• **WORKING DATA**
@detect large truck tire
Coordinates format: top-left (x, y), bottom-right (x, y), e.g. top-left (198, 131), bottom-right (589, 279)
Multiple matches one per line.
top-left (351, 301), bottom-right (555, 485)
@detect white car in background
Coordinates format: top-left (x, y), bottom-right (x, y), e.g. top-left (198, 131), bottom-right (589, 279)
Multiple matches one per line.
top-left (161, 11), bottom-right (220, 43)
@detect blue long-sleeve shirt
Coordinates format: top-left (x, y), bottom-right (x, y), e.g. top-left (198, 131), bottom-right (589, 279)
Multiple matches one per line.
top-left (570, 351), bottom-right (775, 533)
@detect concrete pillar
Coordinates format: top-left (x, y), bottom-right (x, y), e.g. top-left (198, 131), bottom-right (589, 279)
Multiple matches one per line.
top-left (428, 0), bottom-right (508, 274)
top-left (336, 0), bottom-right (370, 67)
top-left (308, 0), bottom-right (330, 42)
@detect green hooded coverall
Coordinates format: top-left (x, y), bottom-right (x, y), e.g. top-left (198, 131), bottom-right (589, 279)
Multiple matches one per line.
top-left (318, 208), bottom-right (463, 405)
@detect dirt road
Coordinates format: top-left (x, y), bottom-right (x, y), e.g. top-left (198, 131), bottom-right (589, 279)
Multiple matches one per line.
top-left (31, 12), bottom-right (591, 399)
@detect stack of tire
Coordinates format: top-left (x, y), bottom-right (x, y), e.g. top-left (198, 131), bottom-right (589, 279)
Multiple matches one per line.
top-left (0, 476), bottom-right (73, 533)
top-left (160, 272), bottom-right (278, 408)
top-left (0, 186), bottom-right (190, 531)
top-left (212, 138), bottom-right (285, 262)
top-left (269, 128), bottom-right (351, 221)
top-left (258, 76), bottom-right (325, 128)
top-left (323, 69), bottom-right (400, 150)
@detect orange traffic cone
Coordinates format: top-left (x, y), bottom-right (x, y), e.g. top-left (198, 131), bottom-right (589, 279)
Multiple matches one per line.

• **DIRECTION**
Can you reproduce every entry above word for word, without changing anything?

• **THE SOLUTION**
@detect large truck tire
Coordinates format: top-left (x, y), bottom-right (x, y), e.g. top-left (198, 131), bottom-right (589, 279)
Multiple matches one per line.
top-left (351, 301), bottom-right (555, 485)
@detect white car in background
Coordinates format: top-left (x, y), bottom-right (x, y), e.g. top-left (198, 131), bottom-right (589, 279)
Multiple matches one per line.
top-left (161, 11), bottom-right (220, 43)
@detect blue long-sleeve shirt
Coordinates format: top-left (x, y), bottom-right (x, y), e.g. top-left (198, 131), bottom-right (589, 279)
Multiple matches one per line.
top-left (570, 351), bottom-right (775, 533)
@detect concrete pillar
Coordinates format: top-left (x, y), bottom-right (x, y), e.g. top-left (198, 131), bottom-right (589, 279)
Multiple matches one per line.
top-left (428, 0), bottom-right (508, 274)
top-left (336, 0), bottom-right (370, 67)
top-left (308, 0), bottom-right (330, 42)
@detect green hooded coverall
Coordinates format: top-left (x, y), bottom-right (x, y), e.g. top-left (198, 131), bottom-right (589, 279)
Multiple matches one per line.
top-left (318, 208), bottom-right (463, 405)
@detect dirt road
Coordinates format: top-left (x, y), bottom-right (x, y), e.g. top-left (198, 131), bottom-right (589, 279)
Multiple matches one per line.
top-left (31, 12), bottom-right (591, 399)
@detect stack of tire
Coordinates format: top-left (x, y), bottom-right (x, y), e.g. top-left (198, 131), bottom-right (589, 279)
Multiple matches one per line.
top-left (0, 476), bottom-right (73, 533)
top-left (160, 272), bottom-right (278, 408)
top-left (0, 186), bottom-right (190, 531)
top-left (212, 138), bottom-right (285, 262)
top-left (269, 128), bottom-right (351, 221)
top-left (258, 76), bottom-right (325, 128)
top-left (323, 69), bottom-right (400, 150)
@detect orange traffic cone
Coordinates format: top-left (x, y), bottom-right (x, y), e.g. top-left (198, 131), bottom-right (589, 279)
Multiple matches one per line.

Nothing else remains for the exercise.